■ INFORMATION SUPPLIED
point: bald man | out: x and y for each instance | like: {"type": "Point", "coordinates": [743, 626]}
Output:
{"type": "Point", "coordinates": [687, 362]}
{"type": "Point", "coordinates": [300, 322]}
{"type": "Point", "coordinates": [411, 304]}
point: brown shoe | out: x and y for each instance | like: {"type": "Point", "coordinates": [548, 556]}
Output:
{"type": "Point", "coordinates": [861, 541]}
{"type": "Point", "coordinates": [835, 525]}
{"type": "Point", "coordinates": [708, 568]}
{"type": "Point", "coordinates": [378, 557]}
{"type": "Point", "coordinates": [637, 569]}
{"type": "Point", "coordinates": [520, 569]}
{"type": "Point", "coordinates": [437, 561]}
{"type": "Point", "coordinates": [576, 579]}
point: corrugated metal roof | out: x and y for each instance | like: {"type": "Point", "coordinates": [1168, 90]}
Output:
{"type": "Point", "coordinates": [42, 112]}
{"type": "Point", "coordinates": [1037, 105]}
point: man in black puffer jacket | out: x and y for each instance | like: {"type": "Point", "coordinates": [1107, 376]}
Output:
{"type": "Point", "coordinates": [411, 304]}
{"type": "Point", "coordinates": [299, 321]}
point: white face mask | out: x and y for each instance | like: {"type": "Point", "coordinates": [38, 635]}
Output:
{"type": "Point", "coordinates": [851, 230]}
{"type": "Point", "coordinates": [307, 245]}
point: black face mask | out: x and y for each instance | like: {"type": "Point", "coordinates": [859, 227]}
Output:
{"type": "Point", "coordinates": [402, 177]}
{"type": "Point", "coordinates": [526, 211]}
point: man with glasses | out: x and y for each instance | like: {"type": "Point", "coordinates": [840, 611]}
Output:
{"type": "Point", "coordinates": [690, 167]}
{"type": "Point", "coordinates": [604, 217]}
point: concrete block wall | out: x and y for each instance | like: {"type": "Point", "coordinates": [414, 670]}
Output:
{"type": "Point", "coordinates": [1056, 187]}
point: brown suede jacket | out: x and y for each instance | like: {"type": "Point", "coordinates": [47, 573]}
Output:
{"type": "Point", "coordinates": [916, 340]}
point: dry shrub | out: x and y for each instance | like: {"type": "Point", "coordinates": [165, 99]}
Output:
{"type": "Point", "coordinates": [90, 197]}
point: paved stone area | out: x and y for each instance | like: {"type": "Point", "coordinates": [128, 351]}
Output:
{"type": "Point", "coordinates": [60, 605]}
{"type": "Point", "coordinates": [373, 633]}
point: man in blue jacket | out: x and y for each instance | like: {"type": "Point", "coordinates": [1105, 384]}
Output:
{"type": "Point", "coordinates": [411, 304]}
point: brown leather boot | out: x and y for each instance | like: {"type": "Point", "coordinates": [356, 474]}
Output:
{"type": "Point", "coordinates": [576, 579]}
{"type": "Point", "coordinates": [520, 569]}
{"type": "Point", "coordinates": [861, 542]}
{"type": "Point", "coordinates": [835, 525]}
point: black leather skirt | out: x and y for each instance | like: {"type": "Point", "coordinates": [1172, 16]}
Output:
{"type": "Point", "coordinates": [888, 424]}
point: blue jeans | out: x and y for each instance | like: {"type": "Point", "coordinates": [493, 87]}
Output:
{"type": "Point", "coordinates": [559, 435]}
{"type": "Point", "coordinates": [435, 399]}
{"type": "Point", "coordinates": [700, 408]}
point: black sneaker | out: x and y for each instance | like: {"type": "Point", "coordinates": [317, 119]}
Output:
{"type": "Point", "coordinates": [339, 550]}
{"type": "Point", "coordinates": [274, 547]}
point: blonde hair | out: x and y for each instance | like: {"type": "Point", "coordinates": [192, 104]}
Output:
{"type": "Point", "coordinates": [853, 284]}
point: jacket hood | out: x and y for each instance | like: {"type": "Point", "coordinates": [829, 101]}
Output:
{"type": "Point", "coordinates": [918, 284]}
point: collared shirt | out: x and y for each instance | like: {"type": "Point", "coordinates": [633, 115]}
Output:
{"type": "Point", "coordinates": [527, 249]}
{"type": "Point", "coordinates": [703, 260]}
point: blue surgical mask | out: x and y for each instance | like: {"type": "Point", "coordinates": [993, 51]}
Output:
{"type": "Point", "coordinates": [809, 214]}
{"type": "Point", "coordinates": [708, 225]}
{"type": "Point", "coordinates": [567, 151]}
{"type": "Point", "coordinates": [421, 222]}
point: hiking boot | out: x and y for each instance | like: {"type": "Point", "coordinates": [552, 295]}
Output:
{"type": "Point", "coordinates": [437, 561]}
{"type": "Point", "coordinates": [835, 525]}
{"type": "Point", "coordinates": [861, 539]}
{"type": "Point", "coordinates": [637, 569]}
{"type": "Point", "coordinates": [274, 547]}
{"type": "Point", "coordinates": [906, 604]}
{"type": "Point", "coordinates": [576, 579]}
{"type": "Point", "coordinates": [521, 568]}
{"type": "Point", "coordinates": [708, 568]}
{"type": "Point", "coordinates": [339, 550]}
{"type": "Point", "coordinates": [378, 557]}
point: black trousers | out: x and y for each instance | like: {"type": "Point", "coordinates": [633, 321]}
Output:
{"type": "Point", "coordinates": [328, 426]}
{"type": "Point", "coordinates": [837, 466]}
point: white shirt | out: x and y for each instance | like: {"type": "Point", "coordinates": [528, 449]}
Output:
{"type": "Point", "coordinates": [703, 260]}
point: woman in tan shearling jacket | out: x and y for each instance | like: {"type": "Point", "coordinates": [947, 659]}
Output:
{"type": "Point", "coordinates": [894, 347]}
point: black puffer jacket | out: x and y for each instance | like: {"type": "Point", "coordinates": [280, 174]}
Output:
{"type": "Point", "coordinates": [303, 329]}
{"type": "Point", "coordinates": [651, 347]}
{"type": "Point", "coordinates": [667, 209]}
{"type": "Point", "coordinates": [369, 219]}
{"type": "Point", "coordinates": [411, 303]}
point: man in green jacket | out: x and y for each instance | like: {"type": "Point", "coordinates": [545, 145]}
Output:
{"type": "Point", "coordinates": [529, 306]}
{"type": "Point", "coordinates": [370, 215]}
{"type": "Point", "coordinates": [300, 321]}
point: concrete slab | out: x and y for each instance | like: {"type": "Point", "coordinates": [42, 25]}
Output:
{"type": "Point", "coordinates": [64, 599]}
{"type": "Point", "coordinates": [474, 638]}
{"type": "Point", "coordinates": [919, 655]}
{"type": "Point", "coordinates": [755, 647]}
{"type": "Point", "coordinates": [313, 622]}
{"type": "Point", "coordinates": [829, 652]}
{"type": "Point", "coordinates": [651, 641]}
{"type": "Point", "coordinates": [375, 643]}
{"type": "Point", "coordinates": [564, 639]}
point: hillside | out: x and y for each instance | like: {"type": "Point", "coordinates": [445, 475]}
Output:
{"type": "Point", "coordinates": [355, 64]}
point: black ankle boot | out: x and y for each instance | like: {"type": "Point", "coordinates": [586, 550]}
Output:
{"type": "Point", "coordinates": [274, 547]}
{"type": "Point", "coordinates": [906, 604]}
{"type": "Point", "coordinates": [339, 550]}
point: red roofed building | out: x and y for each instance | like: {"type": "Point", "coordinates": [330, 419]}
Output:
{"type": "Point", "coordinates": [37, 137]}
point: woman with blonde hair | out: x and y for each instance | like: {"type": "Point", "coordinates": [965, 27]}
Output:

■ TO DO
How many lines in the listing above contain "blonde"? Give the number and nothing else.

■ EXERCISE OUTPUT
2